Side ImagingVehicle Recovery

July 13, 2026 · 9 min read

What Submerged Vehicles Look Like on Side-Imaging Sonar

How vehicle geometry, orientation, acoustic shadows, bottom type, and partial burial affect a side-imaging sonar return during underwater search and recovery.

By HumVision Team · HumVision

A submerged vehicle seldom appears as a complete, familiar car outline on Side Imaging. The sonar records reflected sound one slice at a time while the boat moves. The final image may show a bright rectangular mass, a separate cabin or roof return, one visible end, and an acoustic shadow that explains more than the object itself.

Ask which visible features support a vehicle classification and which other objects could produce them. That keeps the review tied to acoustic evidence instead of a familiar outline.

Start with the way Side Imaging builds the picture

Humminbird Side Imaging sends a thin beam to port and starboard. Each return becomes one narrow slice of the display. Forward boat motion places those slices next to each other, building a view of the bottom already passed by the boat. Humminbird's Side Imaging guide identifies the center as the water column and the outer portions as the bottom on each side.

This geometry affects every vehicle image. The long axis of the display represents the boat's travel over time. The cross-track axis represents range away from the boat. A target lying parallel to the track is sampled from a different sequence of angles than one lying across it.

Color does not identify the object. Different palettes reverse or remap the display tones. Focus on edges, return strength relative to the surrounding bottom, shadow, scale, and position.

Look for vehicle-scale geometry

A vehicle is a collection of broad panels, cavities, edges, and curved surfaces. Sonar may combine those parts into a few dominant features rather than drawing every component.

SOURCE DATA:
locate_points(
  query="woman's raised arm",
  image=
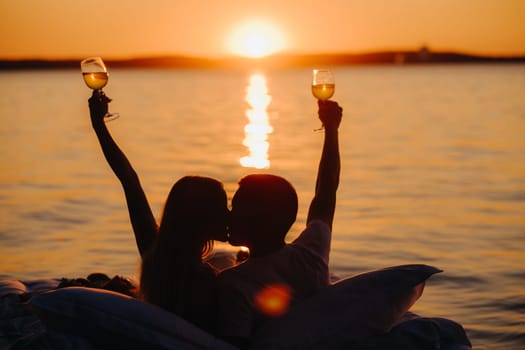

DIRECTIVE 1:
List the factors that the sonar article's summary says affect a side-imaging sonar return.
DIRECTIVE 2:
Print the part of the sonar article that starts at "A vehicle is" and ends at "drawing every component.".
DIRECTIVE 3:
Answer these questions from the sonar article above.
(a) In which directions does Humminbird Side Imaging send its thin beam?
(b) What does the long axis of the display represent?
(c) What kinds of parts make up a vehicle, according to the article?

FINAL ANSWER 1:
- Vehicle geometry
- Orientation
- Acoustic shadows
- Bottom type
- Partial burial

FINAL ANSWER 2:
A vehicle is a collection of broad panels, cavities, edges, and curved surfaces. Sonar may combine those parts into a few dominant features rather than drawing every component.

FINAL ANSWER 3:
(a) To port and starboard.
(b) The boat's travel over time.
(c) Broad panels, cavities, edges, and curved surfaces.